TASK BRIEF => Reproduce only the lines that run from the line with "the dark bread" to the last line of the material, both ends included, exactly as they appear.

[Dataset records about object locations]
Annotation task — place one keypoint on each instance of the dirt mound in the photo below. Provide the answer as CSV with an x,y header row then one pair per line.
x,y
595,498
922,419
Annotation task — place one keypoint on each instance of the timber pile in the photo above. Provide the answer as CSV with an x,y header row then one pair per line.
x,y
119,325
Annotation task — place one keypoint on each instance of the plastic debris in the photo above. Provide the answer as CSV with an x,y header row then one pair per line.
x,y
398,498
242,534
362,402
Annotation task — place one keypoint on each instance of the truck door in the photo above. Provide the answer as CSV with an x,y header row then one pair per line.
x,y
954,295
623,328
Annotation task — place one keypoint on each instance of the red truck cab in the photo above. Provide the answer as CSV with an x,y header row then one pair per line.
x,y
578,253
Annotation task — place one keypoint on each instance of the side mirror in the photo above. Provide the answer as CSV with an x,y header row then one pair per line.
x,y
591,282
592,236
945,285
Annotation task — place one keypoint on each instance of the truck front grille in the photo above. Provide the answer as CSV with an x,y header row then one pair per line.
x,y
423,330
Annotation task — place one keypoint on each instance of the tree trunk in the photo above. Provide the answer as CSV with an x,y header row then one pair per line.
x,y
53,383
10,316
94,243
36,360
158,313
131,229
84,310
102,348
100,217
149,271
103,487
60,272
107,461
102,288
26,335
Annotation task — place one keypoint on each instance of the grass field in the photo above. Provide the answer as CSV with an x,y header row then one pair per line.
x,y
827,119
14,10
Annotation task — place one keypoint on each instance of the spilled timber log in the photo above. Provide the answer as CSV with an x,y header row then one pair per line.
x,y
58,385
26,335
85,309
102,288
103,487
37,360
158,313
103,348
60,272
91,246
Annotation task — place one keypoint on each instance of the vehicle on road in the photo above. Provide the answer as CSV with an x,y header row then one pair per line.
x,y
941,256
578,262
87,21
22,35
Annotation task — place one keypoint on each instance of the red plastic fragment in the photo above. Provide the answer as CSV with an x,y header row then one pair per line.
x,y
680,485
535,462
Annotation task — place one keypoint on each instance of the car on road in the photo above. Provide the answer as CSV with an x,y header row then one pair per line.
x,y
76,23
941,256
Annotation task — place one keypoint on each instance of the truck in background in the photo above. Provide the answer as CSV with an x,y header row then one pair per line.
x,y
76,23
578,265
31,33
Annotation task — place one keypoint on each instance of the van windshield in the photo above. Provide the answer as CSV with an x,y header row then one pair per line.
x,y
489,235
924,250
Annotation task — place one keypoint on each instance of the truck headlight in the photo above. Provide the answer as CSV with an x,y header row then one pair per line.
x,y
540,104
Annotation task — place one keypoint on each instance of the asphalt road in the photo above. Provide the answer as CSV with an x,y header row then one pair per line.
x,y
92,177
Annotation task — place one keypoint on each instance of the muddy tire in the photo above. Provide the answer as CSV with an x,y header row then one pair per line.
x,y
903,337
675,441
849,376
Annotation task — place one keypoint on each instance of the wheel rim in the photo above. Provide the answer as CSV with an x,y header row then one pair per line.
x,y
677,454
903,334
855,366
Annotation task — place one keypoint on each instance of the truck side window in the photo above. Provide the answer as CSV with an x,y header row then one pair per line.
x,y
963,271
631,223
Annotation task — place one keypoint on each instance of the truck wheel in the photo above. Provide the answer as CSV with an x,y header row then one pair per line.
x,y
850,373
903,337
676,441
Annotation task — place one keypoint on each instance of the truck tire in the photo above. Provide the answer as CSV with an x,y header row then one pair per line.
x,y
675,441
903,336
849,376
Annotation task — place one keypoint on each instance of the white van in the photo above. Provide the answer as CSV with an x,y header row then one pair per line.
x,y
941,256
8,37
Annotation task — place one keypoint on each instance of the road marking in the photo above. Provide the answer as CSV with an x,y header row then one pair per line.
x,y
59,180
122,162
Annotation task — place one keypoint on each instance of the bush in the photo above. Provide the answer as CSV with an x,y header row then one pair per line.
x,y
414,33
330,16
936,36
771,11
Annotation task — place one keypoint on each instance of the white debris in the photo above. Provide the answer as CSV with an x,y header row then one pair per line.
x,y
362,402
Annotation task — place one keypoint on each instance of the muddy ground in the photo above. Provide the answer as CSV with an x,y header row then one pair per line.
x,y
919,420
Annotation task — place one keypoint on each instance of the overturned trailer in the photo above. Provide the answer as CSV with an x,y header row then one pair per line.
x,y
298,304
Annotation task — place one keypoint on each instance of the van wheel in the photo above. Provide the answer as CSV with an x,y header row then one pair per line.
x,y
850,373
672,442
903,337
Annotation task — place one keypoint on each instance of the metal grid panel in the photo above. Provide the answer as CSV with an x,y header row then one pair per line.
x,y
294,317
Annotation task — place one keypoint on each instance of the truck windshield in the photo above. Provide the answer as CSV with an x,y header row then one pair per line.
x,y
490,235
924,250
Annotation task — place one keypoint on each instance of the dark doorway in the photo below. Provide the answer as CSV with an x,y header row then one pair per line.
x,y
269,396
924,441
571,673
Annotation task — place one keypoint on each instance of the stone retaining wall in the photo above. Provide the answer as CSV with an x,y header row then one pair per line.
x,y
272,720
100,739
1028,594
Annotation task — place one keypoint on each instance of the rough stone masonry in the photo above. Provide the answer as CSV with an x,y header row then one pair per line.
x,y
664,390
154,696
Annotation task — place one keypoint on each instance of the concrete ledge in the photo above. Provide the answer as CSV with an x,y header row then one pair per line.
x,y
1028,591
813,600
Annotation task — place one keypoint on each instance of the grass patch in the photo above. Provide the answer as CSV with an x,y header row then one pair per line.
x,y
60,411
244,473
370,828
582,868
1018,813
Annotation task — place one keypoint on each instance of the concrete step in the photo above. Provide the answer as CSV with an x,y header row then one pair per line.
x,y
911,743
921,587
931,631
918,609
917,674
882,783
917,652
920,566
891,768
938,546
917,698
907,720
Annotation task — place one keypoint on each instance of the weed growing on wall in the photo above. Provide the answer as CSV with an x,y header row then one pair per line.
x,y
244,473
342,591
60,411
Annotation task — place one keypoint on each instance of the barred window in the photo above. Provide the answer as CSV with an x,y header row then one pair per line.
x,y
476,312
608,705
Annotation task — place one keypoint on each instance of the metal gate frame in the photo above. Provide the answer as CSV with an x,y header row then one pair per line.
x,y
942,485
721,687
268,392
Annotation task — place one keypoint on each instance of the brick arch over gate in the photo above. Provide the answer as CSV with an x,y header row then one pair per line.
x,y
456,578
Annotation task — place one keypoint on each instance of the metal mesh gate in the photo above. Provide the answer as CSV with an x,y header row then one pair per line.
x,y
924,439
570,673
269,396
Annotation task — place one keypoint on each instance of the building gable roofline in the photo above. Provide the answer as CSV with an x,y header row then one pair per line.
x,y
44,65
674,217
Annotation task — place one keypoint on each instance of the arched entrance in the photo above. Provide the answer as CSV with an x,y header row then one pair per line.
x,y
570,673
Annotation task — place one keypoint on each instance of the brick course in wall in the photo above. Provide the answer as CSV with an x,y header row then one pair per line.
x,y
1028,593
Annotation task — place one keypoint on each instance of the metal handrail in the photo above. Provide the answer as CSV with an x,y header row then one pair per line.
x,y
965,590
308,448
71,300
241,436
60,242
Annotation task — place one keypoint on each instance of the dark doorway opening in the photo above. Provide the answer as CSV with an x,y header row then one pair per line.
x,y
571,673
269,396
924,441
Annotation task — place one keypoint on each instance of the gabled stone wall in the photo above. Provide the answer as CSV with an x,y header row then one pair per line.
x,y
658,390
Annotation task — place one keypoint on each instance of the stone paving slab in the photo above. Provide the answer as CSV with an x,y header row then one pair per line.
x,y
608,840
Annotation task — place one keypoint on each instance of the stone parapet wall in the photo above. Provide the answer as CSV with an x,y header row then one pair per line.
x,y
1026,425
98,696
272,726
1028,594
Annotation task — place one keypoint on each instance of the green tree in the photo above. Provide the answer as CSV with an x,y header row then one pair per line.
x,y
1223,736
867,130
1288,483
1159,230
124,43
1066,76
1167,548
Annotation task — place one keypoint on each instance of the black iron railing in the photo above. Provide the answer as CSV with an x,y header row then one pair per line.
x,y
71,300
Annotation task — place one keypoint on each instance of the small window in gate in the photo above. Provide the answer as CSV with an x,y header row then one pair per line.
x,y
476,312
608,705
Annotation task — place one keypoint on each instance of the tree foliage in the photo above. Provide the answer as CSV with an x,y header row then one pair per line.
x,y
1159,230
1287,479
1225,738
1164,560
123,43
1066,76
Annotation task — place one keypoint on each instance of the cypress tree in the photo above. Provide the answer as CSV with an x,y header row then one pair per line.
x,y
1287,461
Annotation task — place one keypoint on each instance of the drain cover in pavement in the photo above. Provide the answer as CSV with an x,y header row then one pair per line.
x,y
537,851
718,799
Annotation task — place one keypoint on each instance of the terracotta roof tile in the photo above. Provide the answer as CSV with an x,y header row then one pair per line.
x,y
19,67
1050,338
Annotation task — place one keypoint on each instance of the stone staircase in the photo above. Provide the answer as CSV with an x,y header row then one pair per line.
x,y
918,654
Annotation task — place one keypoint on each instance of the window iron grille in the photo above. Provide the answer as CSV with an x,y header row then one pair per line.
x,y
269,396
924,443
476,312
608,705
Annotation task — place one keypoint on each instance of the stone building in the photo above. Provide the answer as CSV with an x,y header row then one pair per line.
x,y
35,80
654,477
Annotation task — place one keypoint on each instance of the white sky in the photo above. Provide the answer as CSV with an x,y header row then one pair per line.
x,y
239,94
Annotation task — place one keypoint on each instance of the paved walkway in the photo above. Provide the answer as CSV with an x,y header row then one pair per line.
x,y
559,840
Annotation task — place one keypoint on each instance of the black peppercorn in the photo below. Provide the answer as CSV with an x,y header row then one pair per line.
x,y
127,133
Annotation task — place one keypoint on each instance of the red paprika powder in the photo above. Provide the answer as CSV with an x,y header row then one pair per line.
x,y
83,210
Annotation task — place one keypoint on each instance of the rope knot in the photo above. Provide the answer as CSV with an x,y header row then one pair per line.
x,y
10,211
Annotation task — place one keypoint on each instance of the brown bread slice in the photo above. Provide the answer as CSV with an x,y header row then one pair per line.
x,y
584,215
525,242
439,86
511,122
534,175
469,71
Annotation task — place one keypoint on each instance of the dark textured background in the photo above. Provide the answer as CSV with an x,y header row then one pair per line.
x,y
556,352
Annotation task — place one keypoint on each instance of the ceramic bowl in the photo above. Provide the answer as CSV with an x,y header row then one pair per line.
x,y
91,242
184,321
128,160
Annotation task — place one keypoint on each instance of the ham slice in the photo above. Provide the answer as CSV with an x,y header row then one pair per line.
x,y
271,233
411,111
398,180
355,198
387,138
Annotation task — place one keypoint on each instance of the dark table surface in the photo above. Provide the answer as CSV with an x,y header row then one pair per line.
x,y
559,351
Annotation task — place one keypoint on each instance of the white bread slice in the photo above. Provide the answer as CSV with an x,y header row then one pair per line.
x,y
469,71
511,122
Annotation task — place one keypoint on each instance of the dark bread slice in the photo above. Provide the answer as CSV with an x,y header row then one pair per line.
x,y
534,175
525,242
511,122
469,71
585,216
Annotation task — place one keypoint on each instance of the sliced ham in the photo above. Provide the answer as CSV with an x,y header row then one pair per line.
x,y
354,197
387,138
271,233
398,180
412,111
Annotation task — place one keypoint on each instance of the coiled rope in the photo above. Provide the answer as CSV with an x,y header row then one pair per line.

WRITTEN ANSWER =>
Annotation task — place one keypoint on each instance of the dark bread slice in the photo above. Provide the answer as CSV with an x,y header row then one pair per line.
x,y
534,175
525,242
511,122
469,71
585,216
Annotation task — place one keypoint on each instance of the sliced ham in the photo above. Provide the answer as CSV with an x,y header row then one pair per line.
x,y
354,197
387,138
271,233
398,180
412,111
Annotation task — place one keypoint on each instance of the coiled rope in the photo above. Provide the answer as CSV with an x,y header row then one pair per line.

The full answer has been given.